# Excerpts from point annotation data:
+ + + + +
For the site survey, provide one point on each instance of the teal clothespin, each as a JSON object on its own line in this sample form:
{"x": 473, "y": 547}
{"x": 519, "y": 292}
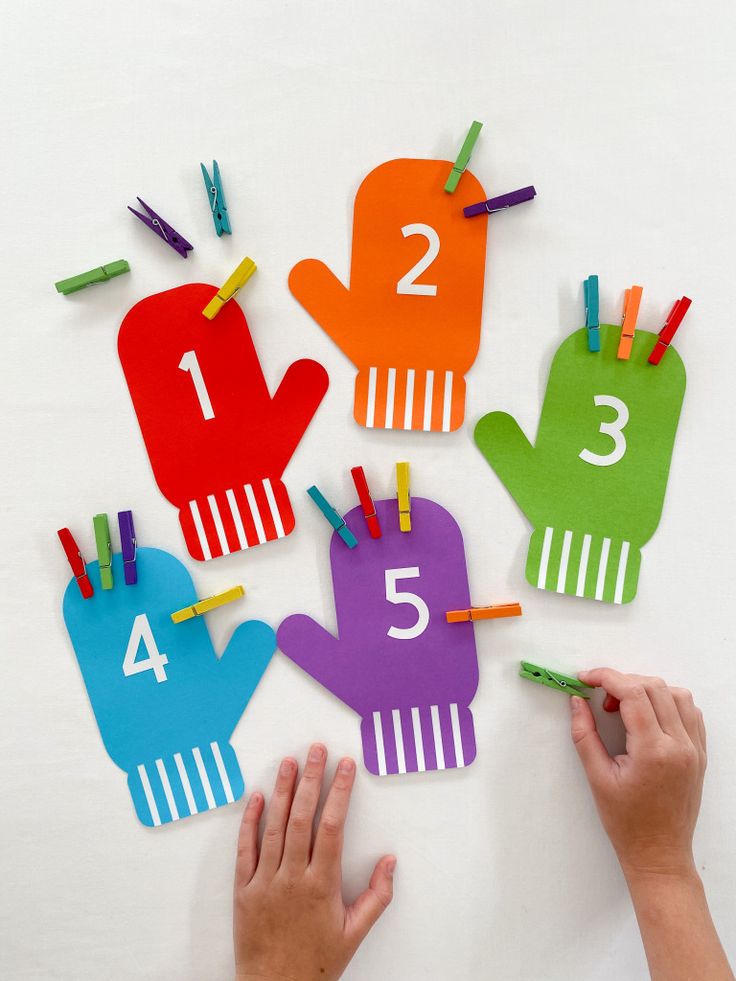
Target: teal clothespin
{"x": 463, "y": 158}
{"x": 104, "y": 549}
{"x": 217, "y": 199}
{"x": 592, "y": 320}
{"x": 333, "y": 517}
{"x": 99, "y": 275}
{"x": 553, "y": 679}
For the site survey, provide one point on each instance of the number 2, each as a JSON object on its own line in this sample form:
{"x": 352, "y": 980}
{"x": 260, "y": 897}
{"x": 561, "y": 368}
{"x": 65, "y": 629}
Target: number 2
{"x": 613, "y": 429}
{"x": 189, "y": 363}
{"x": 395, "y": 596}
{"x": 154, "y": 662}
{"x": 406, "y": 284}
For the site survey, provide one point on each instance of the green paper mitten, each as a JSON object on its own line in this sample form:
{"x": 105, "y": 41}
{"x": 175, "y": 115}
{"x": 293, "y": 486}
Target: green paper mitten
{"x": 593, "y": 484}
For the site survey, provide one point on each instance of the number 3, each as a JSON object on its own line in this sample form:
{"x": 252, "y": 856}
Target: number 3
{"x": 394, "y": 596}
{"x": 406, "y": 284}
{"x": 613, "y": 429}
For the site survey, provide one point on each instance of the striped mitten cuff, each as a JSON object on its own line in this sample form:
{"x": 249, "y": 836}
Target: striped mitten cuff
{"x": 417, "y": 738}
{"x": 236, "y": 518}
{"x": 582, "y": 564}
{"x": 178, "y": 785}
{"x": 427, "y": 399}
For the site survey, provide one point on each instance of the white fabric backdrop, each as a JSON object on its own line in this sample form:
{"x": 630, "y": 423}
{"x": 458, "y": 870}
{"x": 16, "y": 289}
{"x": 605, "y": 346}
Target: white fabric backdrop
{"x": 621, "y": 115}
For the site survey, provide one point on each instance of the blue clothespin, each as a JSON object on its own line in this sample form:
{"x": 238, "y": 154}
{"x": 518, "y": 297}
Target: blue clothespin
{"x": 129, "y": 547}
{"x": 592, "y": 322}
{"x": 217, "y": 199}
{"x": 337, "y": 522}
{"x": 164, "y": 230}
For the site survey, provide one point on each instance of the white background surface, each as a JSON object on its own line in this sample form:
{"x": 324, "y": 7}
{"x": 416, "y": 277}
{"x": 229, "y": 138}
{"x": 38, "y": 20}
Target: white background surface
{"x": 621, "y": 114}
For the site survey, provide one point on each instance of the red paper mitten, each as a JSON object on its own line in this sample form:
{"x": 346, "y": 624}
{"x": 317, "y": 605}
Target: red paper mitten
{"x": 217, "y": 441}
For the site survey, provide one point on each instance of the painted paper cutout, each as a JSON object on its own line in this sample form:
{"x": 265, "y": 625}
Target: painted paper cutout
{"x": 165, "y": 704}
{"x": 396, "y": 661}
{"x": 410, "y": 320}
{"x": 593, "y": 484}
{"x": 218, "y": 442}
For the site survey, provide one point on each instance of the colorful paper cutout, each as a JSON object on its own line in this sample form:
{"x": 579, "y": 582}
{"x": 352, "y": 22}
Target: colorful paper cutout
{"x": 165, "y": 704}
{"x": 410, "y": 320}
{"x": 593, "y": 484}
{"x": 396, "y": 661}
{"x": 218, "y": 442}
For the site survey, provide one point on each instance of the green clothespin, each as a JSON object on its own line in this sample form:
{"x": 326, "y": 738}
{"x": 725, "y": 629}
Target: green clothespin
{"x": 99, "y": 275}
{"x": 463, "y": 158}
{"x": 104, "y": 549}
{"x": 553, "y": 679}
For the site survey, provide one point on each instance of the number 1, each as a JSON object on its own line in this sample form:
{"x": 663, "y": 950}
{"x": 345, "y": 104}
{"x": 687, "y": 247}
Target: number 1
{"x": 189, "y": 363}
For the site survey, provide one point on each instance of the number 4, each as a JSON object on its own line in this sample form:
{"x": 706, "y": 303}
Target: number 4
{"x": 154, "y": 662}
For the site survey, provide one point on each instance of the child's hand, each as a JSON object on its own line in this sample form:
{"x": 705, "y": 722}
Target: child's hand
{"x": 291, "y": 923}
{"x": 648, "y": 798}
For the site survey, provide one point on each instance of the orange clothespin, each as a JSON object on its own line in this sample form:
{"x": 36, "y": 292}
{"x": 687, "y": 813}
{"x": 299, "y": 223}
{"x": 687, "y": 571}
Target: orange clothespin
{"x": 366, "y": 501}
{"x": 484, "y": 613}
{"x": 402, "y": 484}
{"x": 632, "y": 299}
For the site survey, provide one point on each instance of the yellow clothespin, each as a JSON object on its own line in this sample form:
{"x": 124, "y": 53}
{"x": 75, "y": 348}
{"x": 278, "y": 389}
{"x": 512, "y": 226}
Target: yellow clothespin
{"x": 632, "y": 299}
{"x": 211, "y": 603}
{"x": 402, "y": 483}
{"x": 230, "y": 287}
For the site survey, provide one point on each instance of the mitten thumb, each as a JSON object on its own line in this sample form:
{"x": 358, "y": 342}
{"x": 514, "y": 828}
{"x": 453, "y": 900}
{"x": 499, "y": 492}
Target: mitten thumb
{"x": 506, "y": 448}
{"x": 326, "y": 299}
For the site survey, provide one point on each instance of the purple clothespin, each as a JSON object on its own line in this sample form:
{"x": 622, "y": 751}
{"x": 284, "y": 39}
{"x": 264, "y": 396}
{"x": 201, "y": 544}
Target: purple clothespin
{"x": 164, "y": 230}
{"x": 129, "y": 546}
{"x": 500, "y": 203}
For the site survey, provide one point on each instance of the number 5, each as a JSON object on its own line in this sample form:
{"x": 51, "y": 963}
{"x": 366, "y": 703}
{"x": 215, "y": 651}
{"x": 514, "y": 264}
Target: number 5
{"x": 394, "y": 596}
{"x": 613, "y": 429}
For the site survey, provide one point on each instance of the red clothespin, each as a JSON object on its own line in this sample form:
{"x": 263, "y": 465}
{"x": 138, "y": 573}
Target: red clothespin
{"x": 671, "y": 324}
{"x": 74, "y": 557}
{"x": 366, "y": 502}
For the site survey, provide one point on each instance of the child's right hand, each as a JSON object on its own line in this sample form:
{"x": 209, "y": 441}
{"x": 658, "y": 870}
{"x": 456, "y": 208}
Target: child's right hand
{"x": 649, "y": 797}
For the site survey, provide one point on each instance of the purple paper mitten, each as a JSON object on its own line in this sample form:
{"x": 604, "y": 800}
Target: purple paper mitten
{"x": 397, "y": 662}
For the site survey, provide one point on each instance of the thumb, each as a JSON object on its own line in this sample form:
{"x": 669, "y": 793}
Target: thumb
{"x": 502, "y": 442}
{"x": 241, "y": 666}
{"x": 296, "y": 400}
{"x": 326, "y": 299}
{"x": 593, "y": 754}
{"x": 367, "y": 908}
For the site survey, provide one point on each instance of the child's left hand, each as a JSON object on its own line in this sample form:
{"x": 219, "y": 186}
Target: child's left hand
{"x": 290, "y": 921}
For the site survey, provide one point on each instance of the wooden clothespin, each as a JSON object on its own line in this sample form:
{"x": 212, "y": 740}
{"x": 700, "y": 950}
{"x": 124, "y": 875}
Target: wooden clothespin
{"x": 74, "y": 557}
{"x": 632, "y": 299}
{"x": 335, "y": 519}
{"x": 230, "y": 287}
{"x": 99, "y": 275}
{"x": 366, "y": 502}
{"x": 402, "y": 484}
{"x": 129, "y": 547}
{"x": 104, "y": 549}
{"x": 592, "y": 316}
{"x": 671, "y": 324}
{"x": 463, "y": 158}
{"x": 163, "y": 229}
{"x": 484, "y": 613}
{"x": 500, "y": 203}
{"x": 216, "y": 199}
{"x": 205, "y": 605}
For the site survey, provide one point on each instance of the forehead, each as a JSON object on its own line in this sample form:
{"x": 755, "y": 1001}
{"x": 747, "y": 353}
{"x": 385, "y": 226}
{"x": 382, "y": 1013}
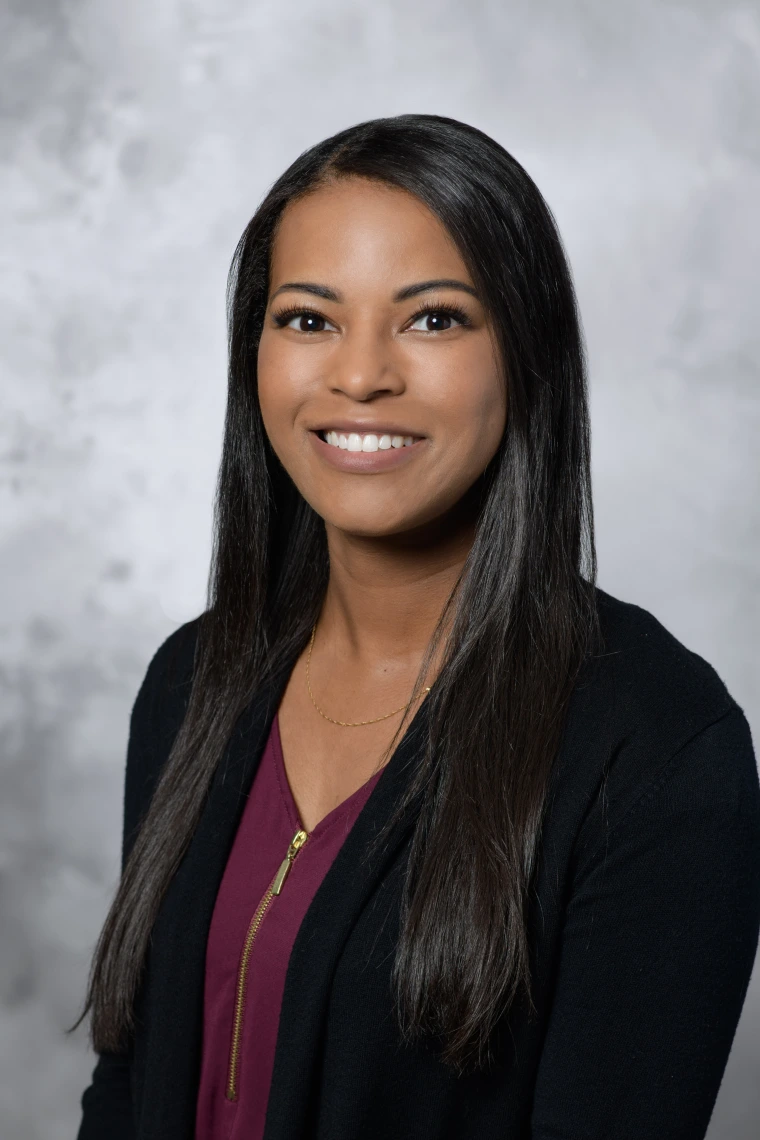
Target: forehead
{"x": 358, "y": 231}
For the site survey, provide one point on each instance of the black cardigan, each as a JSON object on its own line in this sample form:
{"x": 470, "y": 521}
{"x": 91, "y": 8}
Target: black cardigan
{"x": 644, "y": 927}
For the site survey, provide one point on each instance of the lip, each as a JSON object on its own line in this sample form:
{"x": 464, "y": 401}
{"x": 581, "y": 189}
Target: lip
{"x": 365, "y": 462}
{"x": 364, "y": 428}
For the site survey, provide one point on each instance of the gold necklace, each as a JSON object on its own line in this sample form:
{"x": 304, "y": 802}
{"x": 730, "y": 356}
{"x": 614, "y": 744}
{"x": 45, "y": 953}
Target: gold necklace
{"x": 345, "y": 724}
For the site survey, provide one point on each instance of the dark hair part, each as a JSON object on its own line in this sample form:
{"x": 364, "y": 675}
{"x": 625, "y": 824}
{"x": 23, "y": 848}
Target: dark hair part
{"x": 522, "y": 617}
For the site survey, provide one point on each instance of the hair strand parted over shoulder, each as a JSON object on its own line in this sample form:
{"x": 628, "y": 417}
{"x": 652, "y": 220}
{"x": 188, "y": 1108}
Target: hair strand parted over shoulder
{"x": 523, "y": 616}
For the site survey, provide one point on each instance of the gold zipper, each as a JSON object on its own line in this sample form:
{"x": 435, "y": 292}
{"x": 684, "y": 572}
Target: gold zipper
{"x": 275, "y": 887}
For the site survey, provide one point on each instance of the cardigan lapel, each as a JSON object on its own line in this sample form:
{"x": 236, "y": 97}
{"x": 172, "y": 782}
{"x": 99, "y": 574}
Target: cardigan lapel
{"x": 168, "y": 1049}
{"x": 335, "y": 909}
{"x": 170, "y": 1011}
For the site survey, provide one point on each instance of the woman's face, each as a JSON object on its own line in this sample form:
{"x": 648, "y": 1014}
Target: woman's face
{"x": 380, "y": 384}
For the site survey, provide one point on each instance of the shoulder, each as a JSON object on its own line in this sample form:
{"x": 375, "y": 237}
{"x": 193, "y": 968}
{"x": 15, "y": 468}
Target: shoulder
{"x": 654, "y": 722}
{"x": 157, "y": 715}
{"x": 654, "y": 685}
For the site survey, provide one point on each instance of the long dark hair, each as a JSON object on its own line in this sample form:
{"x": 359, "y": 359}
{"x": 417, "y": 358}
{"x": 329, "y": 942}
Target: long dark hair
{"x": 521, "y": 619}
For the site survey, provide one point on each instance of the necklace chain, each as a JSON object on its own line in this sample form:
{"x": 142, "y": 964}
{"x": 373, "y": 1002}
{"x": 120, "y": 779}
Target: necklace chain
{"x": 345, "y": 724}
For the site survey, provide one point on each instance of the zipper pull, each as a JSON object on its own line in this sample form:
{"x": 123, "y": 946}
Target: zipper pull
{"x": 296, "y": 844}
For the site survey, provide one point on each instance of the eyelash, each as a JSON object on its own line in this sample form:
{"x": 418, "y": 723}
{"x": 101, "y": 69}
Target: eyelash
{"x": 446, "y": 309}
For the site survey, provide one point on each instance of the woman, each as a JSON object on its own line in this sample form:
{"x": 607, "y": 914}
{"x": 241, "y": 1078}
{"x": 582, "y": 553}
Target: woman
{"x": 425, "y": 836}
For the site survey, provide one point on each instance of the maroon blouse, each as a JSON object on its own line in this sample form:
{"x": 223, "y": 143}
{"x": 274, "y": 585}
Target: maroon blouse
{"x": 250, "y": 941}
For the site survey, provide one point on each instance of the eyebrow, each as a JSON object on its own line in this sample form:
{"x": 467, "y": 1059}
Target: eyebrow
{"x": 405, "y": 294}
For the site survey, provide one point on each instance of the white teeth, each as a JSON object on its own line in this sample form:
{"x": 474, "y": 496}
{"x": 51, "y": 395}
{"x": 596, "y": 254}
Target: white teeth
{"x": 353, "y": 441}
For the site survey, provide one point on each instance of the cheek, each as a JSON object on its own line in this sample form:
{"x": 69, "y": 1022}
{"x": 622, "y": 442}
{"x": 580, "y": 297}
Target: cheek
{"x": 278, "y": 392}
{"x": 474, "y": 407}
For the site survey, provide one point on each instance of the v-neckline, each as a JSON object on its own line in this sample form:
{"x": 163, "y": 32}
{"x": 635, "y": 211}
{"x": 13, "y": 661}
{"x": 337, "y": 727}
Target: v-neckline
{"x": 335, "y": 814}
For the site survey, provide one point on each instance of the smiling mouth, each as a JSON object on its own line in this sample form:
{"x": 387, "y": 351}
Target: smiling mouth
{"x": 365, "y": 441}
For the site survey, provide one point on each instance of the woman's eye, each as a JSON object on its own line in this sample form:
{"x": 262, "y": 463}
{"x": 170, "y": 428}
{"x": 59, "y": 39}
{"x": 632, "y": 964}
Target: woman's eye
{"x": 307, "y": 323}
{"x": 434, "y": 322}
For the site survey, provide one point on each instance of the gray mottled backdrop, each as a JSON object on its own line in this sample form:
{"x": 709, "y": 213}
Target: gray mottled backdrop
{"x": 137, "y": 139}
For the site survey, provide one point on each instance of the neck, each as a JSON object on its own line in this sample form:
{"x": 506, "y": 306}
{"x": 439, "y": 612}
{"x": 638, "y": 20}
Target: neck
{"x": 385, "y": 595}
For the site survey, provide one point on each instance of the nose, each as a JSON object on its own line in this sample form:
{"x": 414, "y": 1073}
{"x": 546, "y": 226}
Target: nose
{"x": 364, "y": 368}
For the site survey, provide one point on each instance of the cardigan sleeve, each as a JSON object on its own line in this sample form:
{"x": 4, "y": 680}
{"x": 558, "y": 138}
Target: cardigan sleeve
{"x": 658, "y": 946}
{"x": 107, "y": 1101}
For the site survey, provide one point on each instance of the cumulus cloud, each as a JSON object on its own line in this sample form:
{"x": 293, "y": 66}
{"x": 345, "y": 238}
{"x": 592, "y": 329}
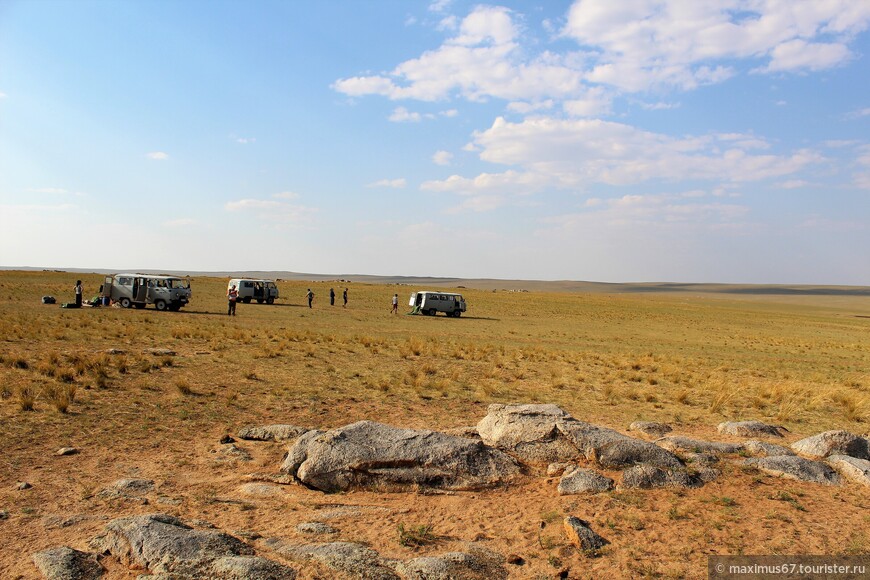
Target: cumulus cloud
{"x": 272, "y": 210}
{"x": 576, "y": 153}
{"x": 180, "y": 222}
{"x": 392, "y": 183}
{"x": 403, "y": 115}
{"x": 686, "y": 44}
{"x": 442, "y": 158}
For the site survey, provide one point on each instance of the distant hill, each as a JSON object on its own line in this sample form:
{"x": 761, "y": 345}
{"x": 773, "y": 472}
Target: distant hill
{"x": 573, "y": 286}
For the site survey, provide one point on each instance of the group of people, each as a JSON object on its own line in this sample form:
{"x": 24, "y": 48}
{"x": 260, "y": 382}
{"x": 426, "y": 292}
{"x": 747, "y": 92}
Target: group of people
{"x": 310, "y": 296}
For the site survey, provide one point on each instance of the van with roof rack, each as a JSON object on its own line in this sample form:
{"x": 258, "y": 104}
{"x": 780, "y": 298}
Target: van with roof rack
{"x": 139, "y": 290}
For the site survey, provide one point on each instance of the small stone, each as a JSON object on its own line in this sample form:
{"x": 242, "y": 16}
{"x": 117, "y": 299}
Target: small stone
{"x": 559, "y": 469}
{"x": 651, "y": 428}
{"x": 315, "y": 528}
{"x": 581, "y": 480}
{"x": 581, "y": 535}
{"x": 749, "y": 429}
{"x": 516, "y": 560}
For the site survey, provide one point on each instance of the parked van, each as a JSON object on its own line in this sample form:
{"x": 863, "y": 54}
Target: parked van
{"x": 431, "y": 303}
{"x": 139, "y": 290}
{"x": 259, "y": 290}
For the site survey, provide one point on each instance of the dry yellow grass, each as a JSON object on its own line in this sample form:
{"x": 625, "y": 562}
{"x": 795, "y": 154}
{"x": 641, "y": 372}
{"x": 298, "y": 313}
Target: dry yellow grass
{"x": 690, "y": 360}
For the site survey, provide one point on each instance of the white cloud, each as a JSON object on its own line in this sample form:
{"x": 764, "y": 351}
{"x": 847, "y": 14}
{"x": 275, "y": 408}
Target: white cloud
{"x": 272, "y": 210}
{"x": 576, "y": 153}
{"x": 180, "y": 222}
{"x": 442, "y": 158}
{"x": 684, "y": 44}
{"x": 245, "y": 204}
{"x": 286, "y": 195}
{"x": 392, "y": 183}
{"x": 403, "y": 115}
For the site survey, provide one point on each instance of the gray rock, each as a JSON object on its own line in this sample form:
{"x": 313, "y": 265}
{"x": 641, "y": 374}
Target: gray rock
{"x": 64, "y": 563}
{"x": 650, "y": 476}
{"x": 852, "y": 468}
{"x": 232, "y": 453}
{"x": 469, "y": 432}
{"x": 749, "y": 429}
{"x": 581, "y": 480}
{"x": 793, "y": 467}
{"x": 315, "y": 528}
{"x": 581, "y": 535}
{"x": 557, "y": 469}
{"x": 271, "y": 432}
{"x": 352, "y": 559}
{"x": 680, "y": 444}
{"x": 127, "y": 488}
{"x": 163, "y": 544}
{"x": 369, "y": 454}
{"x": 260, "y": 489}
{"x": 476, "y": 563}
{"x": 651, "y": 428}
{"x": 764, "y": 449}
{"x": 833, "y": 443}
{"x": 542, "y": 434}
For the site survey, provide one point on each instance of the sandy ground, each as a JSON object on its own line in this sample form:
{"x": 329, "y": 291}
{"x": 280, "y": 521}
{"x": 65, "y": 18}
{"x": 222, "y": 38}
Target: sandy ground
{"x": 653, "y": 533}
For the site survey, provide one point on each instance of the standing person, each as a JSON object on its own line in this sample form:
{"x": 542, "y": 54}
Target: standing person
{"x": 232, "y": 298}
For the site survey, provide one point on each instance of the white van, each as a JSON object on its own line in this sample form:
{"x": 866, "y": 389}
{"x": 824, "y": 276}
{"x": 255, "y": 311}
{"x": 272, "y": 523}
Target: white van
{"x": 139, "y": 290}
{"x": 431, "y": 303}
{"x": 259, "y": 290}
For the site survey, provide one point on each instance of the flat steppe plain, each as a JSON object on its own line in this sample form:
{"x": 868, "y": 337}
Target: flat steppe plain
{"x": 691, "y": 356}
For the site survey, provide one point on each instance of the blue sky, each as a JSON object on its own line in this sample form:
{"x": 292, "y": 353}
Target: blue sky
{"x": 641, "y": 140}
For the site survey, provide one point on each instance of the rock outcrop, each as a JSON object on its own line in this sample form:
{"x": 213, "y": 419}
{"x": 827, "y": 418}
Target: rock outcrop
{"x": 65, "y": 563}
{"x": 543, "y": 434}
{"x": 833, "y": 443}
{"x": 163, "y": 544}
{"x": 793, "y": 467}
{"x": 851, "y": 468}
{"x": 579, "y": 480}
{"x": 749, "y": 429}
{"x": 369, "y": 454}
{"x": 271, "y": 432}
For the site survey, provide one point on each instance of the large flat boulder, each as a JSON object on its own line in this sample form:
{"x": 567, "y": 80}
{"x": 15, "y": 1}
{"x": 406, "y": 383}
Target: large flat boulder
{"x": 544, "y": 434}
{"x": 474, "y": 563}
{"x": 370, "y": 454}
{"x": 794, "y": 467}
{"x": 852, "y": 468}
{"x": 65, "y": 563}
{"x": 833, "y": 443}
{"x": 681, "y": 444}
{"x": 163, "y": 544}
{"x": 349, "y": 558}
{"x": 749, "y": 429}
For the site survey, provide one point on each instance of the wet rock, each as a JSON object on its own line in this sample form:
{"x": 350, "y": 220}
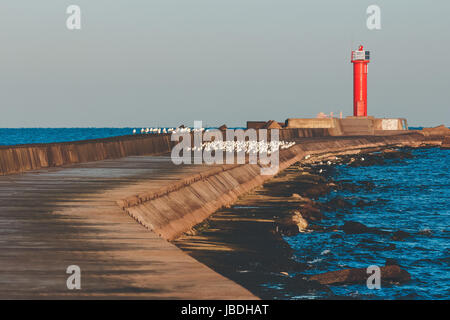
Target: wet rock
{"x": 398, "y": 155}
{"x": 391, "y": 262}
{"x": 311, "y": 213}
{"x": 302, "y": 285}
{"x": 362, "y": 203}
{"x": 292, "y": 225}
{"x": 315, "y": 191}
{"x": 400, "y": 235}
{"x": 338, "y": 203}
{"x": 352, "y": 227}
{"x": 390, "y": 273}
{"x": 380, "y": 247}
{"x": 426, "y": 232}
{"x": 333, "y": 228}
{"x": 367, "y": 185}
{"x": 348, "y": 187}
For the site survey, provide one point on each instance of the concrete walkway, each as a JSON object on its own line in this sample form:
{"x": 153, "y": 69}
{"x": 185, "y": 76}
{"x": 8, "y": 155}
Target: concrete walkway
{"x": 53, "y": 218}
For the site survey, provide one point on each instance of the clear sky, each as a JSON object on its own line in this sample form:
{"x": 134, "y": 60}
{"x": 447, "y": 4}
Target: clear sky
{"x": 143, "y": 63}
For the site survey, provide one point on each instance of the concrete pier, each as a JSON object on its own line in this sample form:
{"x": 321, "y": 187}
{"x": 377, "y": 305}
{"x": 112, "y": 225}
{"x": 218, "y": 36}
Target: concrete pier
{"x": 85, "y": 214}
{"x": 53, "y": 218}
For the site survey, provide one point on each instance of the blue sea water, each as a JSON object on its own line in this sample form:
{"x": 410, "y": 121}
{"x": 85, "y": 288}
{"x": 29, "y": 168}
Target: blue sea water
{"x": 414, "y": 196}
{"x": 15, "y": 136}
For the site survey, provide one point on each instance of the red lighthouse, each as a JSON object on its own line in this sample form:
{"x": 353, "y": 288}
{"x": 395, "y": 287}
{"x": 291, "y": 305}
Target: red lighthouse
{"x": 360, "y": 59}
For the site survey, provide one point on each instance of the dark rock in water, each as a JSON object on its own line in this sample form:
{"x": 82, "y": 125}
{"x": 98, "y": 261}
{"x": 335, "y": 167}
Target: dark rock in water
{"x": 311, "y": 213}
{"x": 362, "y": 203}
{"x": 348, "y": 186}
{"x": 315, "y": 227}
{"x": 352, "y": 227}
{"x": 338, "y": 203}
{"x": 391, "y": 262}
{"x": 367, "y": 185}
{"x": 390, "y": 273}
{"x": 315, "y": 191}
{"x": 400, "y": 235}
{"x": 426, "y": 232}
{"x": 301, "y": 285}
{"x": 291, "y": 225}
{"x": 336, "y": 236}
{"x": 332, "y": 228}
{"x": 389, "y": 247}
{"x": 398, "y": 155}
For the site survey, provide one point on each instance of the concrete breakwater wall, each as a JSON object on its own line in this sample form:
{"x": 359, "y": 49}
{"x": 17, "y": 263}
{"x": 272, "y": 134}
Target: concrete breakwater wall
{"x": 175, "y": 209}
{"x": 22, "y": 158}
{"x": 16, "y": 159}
+ + + + +
# DIRECTIVE:
Find the line containing "concrete pier, each" in the material above. Print it and every line after it through the end, exactly and only those.

# EXERCISE SOLUTION:
For the site survey, provide one point on each instance of the concrete pier, each as a JSON object on its own line in this sample form:
{"x": 321, "y": 187}
{"x": 377, "y": 305}
{"x": 112, "y": 225}
{"x": 218, "y": 36}
Target: concrete pier
{"x": 85, "y": 214}
{"x": 53, "y": 218}
For the site survey, provide one point on each instance of the blue sea water, each as a JSON object on its own line in this sample form:
{"x": 410, "y": 121}
{"x": 85, "y": 288}
{"x": 29, "y": 168}
Target: blue sea water
{"x": 414, "y": 196}
{"x": 15, "y": 136}
For the site survey, provide one point on each instance of the red lighthouse, each as a JSON object on its own line in this sample form:
{"x": 353, "y": 288}
{"x": 395, "y": 287}
{"x": 291, "y": 305}
Target: red lighthouse
{"x": 360, "y": 59}
For the site survey, provide one point on each instance of the dark rock in water, each as a JSON object on its own line in this sample form:
{"x": 82, "y": 125}
{"x": 98, "y": 261}
{"x": 335, "y": 167}
Target: dark rock in water
{"x": 311, "y": 213}
{"x": 362, "y": 203}
{"x": 348, "y": 186}
{"x": 315, "y": 227}
{"x": 352, "y": 227}
{"x": 338, "y": 203}
{"x": 391, "y": 262}
{"x": 367, "y": 185}
{"x": 390, "y": 273}
{"x": 315, "y": 191}
{"x": 400, "y": 235}
{"x": 426, "y": 232}
{"x": 301, "y": 285}
{"x": 291, "y": 225}
{"x": 336, "y": 236}
{"x": 332, "y": 228}
{"x": 389, "y": 247}
{"x": 398, "y": 155}
For the site survey, provide one point on each instance of the concrete breakwater wall, each as a JSON object on its own line in this sample form:
{"x": 359, "y": 49}
{"x": 17, "y": 263}
{"x": 272, "y": 134}
Target: concrete breakwater wall
{"x": 175, "y": 209}
{"x": 22, "y": 158}
{"x": 16, "y": 159}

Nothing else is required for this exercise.